Quote the listing below in its entirety, omitting every image.

_EXTRACTED RECORDS_:
--- START ---
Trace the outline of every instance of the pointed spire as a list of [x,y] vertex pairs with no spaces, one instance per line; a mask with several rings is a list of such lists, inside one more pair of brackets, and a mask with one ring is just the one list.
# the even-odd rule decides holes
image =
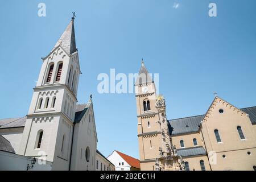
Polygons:
[[60,38],[56,43],[55,46],[54,46],[52,50],[60,44],[65,51],[69,54],[72,54],[77,51],[74,28],[74,20],[76,15],[75,15],[74,12],[72,13],[73,17],[71,19],[71,21],[61,36]]
[[136,80],[135,85],[141,85],[146,83],[152,82],[153,80],[151,77],[151,74],[149,73],[147,68],[144,64],[144,60],[143,58],[141,61],[141,67],[139,70],[139,76]]

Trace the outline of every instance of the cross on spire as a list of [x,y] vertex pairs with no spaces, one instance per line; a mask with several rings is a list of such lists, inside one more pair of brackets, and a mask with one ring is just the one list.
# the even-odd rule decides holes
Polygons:
[[213,94],[214,95],[214,97],[217,97],[217,92],[214,92],[213,93]]
[[75,12],[72,12],[73,14],[73,17],[71,18],[71,19],[72,20],[73,20],[75,19],[75,18],[76,18],[76,13]]

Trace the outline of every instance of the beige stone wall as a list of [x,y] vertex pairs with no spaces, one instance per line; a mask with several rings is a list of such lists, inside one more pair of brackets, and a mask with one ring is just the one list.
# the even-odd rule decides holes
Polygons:
[[[224,110],[220,113],[220,109]],[[245,139],[240,138],[237,127],[242,128]],[[217,142],[214,130],[217,129],[221,142]],[[249,170],[256,165],[256,134],[249,117],[221,98],[216,98],[202,124],[208,152],[217,154],[217,163],[213,170]],[[251,154],[247,154],[251,151]],[[222,156],[226,155],[226,158]],[[251,162],[255,162],[253,164]]]
[[180,148],[180,142],[183,140],[185,148],[193,147],[195,147],[193,142],[194,138],[196,139],[197,142],[197,146],[203,146],[202,138],[199,133],[189,133],[172,136],[172,144],[175,145],[177,149]]
[[[247,154],[249,151],[250,155]],[[225,155],[225,158],[223,155]],[[219,152],[216,156],[216,164],[211,165],[213,171],[253,171],[253,166],[256,166],[255,148]]]
[[200,163],[201,160],[204,160],[205,170],[210,171],[209,160],[206,155],[184,157],[183,160],[184,162],[188,162],[190,171],[192,171],[193,169],[195,169],[195,171],[201,171]]
[[155,170],[155,162],[141,163],[141,171],[153,171],[153,169]]

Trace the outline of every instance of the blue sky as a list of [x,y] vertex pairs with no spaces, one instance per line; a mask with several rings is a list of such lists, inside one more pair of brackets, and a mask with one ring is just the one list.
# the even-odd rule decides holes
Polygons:
[[[46,5],[46,17],[38,5]],[[217,17],[208,16],[214,2]],[[174,3],[179,5],[174,8]],[[203,114],[213,92],[256,105],[254,0],[5,1],[0,7],[0,118],[27,114],[47,55],[76,11],[78,100],[93,94],[98,148],[138,158],[134,94],[100,94],[99,73],[136,73],[141,57],[159,73],[169,119]]]

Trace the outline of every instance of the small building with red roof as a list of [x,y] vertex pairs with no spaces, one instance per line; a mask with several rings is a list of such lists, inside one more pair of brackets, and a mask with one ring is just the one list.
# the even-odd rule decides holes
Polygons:
[[140,171],[139,160],[128,155],[114,150],[108,159],[115,167],[115,171]]

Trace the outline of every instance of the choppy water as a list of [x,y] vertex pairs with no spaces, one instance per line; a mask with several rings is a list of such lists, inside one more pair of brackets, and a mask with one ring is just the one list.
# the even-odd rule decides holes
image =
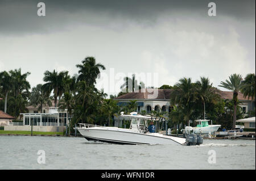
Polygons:
[[[39,150],[45,151],[45,164],[38,163]],[[211,150],[216,163],[208,162]],[[255,142],[205,140],[192,146],[119,145],[81,137],[2,136],[0,169],[255,169]]]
--- END ---
_COMPLETE ANSWER_:
Trace the outline of every instance of the pointed spire as a list of [x,y] vertex pairs with no spaces, one instance per line; a mask with several rings is a list of such lists, inside one more pair of brackets, and a mask with one ring is just the one list.
# the even-odd rule decides holes
image =
Polygons:
[[60,38],[56,43],[55,46],[54,46],[52,50],[60,44],[65,51],[69,54],[72,54],[77,51],[74,28],[74,20],[76,15],[75,15],[74,12],[72,13],[73,17],[71,19],[71,21],[61,36]]
[[136,80],[135,85],[141,85],[146,83],[152,82],[153,80],[151,77],[151,74],[149,73],[147,68],[144,64],[144,60],[143,58],[141,61],[141,67],[139,70],[139,76]]

Trace the outline of every instance of the cross on spire as a list of [x,y] vertex pairs with no spaces, one instance per line; a mask with several rings is a list of such lists, inside one more pair of brackets, and a mask with one ring is just the one list.
# the even-odd rule decides holes
Polygons:
[[213,94],[214,95],[214,97],[217,97],[217,92],[214,92],[213,93]]
[[75,12],[72,12],[73,14],[73,17],[71,18],[71,19],[72,20],[73,20],[75,19],[75,18],[76,18],[76,13]]

Trace the outline of every instance of the beige stone wall as a list of [x,y] vertex pairs with no spaces, one instance per line; a mask with several rings is a list of such lists, inside one more pair of brackets, and a mask with one ring is just the one list.
# the even-odd rule decides holes
Polygons:
[[[224,110],[220,113],[220,109]],[[245,139],[240,138],[237,127],[242,128]],[[217,142],[214,130],[217,129],[221,142]],[[249,170],[256,165],[256,134],[249,117],[221,98],[216,98],[202,124],[208,152],[217,154],[217,163],[213,170]],[[251,154],[247,154],[251,151]],[[222,156],[226,155],[226,158]],[[251,162],[255,162],[253,164]]]
[[180,148],[180,142],[183,140],[185,148],[193,147],[195,147],[193,142],[194,138],[196,139],[197,142],[197,146],[203,146],[202,138],[199,133],[189,133],[172,136],[172,144],[175,145],[177,149]]
[[[247,154],[249,151],[250,155]],[[225,155],[225,158],[223,155]],[[219,152],[216,156],[216,164],[211,165],[213,171],[253,171],[253,166],[256,166],[255,148]]]
[[200,163],[201,160],[204,160],[205,170],[210,171],[209,160],[206,155],[184,157],[183,160],[184,162],[188,162],[190,171],[192,171],[193,169],[195,169],[195,171],[201,171]]
[[155,170],[155,162],[141,163],[141,171],[153,171],[153,169]]

Trace the outline of every instance of the blue sky as a list of [x,y] vertex pairs with no spaces, one instance per line; a mask with several rings is a list of such lists, inside one more pair of brackets, and a mask with one ring is just the one list.
# the even-odd rule decides holes
Polygons:
[[[46,5],[46,17],[38,5]],[[217,17],[208,16],[214,2]],[[174,3],[179,5],[174,8]],[[203,114],[213,92],[256,105],[254,0],[5,1],[0,7],[0,118],[27,114],[47,55],[76,11],[78,100],[93,94],[98,148],[138,158],[134,94],[100,94],[99,73],[136,73],[141,57],[159,73],[169,119]]]

Trace the outline of every instance of the small building with red roof as a list of [x,y] vertex pairs with no spaces, one instance per line; a mask with several rings is a list of such lists, inside one more pair of brackets, and a mask with one ring is just the one list.
# the even-odd rule decides holes
Polygons:
[[140,171],[139,160],[128,155],[114,150],[108,159],[115,167],[115,171]]

Trace the outline of every instance of the choppy water as a list of [x,y] vertex pairs with no spaces, one instance per line; a mask with several rings is a list of such lists, inside one more pair of brackets, and a mask with one ring is just the one list.
# the even-odd rule decides holes
image =
Polygons:
[[[39,150],[45,151],[45,164],[38,163]],[[211,150],[216,163],[208,162]],[[255,142],[205,140],[192,146],[119,145],[81,137],[2,136],[0,169],[255,169]]]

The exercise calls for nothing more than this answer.